*THINGS TO DO*:
**1)** In the forming apparatus text, which motor rotates the pressing roller 9?
**2)** Echo everything in the records from the line containing "Mark one point per instance of the white" down to the end of the records, including both of those ends.

Furthermore, as shown in FIG. 7, the forming apparatus according to the present invention has, as an exemplary electrical configuration, the control portion 52 that receives an operation signal from the operation panel 51 and each drive portion 53 to which a control signal is supplied from the control portion 52. Furthermore, the forming apparatus has, as the transfer mechanism, a transfer roller rotating motor 54 to which a drive signal is supplied from each drive portion 53, thereby rotating the transfer roller 6; a transfer roller moving motor 56 that comes with a position sensor 55 for moving the transfer roller 6; a transfer film winding motor 59 that comes with an encoder 58 for rotating the transfer film winding roller 22; a transfer film winding motor 61 that comes with an encoder 60 for rotating the transfer film take-up roller 8; a bar coater roller rotating/moving motor 63 that comes with an encoder 60 for rotating the bar coater roller 2; and a dryer 19 which is an adhesive drying apparatus.

Furthermore, the forming apparatus according to the present invention has, as the moving mechanism, a stage moving motor 13 that comes with a position sensor 66. Furthermore, the forming apparatus according to the present invention has, as the pressing mechanism, a pressing roller rotating motor 67 that rotates the pressing roller 9 and a pressing roller moving motor 68 that comes with a position sensor 69 for moving the pressing roller 9.

(Pointing and labeling entries)
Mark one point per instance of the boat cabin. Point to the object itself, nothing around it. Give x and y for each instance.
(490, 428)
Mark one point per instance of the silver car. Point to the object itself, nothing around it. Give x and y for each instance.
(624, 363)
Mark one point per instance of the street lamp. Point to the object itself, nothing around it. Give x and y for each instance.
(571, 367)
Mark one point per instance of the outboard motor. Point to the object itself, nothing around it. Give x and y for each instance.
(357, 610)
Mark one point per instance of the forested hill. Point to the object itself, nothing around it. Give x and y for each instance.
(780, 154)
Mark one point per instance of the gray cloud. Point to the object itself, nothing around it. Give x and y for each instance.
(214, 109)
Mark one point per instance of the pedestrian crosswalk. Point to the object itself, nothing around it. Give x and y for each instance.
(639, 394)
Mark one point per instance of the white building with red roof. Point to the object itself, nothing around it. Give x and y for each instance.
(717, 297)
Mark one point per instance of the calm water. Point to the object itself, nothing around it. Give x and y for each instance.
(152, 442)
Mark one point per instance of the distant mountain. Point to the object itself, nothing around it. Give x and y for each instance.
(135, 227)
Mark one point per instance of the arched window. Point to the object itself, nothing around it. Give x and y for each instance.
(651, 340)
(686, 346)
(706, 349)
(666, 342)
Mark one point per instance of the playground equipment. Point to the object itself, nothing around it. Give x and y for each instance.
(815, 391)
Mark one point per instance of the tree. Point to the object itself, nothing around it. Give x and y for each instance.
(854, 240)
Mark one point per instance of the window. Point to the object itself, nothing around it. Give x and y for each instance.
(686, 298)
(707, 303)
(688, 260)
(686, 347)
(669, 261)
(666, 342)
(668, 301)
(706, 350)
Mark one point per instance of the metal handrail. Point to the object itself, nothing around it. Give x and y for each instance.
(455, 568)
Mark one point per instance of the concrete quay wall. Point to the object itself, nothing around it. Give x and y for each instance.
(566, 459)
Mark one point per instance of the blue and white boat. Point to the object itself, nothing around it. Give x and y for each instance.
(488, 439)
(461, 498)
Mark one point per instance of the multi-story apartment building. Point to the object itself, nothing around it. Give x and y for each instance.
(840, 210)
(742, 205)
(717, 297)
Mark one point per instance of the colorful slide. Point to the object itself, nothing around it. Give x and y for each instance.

*RESULTS OF THE EXERCISE*:
**1)** The pressing roller rotating motor 67.

**2)**
Mark one point per instance of the white building with red roof. Point to the object itself, nothing around it. Give x and y for each instance.
(717, 297)
Mark one point per instance of the calm water. Point to the object itself, nothing around it. Give x and y for each instance.
(152, 442)
Mark one point per instance of the distant mountain. Point to the object itself, nothing around it. Give x and y for each instance.
(135, 227)
Mark one point per instance of the arched window. Point to the object itself, nothing around it. Give x and y for each instance.
(651, 340)
(686, 346)
(706, 349)
(666, 342)
Mark one point per instance of the playground equipment. Point to the object itself, nothing around it. Give x and y for each instance.
(815, 391)
Mark one point per instance of the tree. Point to the object itself, nothing around it. Give x and y for each instance.
(854, 240)
Mark one point per instance of the window. Point to the object itself, nothing around it. Give x and y for each instance.
(686, 298)
(707, 303)
(688, 260)
(686, 347)
(669, 261)
(666, 342)
(668, 301)
(706, 350)
Mark one point per instance of the metal handrail. Point to the object itself, nothing around it. Give x and y for each instance.
(455, 568)
Mark one point per instance of the concrete quay wall. Point to the object itself, nothing around it. Give x and y for each instance.
(566, 459)
Mark one point per instance of the blue and white boat. Point to the object itself, nothing around it. Give x and y for each instance.
(488, 439)
(461, 498)
Mark one point per instance of the multi-story apartment building. Point to the object itself, nothing around it. Give x and y for each instance.
(840, 210)
(742, 205)
(717, 297)
Mark one point per instance of the colorful slide. Point to the object itself, nothing around it. Give x and y for each instance.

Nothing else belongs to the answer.